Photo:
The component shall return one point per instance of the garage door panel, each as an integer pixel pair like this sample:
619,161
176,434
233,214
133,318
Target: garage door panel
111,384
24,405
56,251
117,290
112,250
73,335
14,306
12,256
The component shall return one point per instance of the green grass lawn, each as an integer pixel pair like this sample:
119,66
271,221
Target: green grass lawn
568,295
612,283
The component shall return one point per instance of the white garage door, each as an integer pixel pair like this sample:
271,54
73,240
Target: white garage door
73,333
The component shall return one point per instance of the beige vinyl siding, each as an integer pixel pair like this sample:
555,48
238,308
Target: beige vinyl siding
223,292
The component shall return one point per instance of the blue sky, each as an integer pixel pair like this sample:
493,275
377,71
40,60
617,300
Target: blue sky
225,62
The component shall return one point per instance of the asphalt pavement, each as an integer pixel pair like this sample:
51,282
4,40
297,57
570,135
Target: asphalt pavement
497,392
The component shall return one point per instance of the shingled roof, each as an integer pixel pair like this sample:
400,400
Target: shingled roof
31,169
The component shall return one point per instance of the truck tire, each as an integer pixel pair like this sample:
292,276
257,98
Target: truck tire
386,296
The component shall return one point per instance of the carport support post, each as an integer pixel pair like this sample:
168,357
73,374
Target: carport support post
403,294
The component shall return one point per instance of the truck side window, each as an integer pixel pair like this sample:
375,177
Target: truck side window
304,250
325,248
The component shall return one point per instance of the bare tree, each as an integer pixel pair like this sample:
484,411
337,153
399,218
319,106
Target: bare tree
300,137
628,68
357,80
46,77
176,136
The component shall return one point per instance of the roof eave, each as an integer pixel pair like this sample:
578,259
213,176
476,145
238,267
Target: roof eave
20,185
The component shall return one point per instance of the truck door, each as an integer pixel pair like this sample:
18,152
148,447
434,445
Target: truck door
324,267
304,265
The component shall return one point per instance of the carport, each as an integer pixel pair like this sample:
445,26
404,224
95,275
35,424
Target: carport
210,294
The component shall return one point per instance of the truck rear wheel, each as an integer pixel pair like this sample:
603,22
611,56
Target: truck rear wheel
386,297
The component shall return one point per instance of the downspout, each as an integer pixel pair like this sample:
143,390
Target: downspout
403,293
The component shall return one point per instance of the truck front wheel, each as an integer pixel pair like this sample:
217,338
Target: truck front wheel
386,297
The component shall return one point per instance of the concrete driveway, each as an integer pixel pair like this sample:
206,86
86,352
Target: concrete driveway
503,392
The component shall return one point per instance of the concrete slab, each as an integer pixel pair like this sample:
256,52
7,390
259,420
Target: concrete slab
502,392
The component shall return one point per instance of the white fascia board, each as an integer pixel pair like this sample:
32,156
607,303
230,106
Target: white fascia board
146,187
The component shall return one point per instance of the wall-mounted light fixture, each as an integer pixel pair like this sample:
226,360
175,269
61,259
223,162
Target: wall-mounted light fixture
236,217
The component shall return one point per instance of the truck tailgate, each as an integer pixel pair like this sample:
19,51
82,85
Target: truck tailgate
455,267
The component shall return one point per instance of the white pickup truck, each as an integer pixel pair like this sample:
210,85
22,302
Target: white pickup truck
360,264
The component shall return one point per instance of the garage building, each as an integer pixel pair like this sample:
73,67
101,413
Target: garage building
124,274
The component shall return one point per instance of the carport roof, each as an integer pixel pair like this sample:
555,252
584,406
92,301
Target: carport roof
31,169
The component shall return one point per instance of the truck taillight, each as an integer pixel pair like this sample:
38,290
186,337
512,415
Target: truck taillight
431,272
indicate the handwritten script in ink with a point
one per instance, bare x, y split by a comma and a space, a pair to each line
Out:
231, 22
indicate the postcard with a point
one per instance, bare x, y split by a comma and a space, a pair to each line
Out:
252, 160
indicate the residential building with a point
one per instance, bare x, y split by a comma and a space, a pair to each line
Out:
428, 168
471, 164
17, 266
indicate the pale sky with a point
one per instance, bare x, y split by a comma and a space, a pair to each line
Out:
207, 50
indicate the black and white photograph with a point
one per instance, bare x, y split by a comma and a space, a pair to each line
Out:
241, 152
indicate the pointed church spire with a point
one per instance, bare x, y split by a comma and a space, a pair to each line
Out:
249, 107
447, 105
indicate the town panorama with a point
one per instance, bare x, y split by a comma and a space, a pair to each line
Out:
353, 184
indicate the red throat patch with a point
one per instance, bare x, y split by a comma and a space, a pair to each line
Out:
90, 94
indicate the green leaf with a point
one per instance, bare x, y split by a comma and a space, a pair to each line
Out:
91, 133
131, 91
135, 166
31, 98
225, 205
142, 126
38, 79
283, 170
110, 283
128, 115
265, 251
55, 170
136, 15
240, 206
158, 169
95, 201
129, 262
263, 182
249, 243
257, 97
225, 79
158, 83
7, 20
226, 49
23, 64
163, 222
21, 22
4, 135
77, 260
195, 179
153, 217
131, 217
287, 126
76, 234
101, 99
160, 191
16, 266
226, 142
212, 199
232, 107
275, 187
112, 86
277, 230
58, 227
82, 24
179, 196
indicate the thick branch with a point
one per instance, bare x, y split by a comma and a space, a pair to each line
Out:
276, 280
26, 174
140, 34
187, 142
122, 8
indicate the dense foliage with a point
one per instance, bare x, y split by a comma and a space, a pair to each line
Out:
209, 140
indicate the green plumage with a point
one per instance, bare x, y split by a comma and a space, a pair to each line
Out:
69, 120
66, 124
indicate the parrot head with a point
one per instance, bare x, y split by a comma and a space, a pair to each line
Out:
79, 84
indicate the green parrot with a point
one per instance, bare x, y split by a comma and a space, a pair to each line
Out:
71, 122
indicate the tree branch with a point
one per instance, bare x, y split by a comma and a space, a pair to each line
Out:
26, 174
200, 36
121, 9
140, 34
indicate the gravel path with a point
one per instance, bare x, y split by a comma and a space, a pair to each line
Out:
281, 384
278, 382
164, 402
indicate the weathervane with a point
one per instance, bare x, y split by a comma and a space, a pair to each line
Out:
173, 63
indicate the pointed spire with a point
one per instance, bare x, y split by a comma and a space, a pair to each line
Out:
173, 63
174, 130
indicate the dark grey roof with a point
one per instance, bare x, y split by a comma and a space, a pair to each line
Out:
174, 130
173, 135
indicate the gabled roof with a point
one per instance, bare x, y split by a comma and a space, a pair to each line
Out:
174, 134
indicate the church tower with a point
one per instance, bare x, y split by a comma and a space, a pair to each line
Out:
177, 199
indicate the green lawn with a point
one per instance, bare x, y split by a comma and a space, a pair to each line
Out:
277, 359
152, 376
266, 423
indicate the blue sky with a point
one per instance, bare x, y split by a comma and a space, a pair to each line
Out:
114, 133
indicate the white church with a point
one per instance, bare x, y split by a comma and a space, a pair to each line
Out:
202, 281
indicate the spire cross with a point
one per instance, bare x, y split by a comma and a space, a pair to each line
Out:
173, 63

□ □ □

In the entries above, find each line with "spire" and list it.

**Expected answer**.
indicate the pointed church spire with a point
indicate the pointed spire with a point
indicate the spire cross with a point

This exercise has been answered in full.